Dataset rows:
/---
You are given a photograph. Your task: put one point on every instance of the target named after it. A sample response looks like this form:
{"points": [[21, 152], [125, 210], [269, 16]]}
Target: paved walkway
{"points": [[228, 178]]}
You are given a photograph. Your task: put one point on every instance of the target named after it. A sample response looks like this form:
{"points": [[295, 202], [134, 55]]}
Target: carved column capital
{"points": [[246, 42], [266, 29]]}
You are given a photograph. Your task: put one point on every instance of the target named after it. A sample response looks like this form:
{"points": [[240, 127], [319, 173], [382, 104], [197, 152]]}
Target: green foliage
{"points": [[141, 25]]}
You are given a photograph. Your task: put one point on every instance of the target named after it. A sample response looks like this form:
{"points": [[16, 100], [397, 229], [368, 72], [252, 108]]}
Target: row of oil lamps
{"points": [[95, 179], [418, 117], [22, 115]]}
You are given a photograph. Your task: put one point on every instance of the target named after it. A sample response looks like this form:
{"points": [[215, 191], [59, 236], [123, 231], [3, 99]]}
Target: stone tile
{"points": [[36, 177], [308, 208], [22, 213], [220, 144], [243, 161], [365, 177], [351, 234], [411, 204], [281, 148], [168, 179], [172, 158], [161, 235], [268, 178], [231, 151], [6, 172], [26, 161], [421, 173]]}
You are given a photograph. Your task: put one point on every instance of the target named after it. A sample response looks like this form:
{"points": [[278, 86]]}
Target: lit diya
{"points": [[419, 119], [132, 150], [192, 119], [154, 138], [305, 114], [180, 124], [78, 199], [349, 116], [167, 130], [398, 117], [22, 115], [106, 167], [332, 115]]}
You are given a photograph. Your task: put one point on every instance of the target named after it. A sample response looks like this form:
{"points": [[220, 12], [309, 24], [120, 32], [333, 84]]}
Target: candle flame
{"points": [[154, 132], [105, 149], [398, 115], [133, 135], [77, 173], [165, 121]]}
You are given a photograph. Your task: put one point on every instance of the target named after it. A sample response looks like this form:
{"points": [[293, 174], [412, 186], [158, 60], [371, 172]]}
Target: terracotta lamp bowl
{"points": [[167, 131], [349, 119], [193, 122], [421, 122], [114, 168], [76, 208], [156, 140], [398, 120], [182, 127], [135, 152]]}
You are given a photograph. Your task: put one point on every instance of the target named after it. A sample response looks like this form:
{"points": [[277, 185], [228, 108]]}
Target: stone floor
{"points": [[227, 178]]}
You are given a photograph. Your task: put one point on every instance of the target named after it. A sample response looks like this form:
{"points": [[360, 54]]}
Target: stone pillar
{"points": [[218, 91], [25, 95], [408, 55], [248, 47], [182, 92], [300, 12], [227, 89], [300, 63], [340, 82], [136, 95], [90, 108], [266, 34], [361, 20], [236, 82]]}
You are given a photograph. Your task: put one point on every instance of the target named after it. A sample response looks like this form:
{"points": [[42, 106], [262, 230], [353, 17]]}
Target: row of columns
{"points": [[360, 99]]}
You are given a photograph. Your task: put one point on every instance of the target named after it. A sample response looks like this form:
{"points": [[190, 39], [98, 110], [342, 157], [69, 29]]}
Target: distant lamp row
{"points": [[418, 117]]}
\---
■ SHORT TASK ■
Find every line in the entries above that contains the word "stone" and copy each of those lines.

■ IN RESPONSE ■
Target: stone tile
Target: stone floor
Target: stone pillar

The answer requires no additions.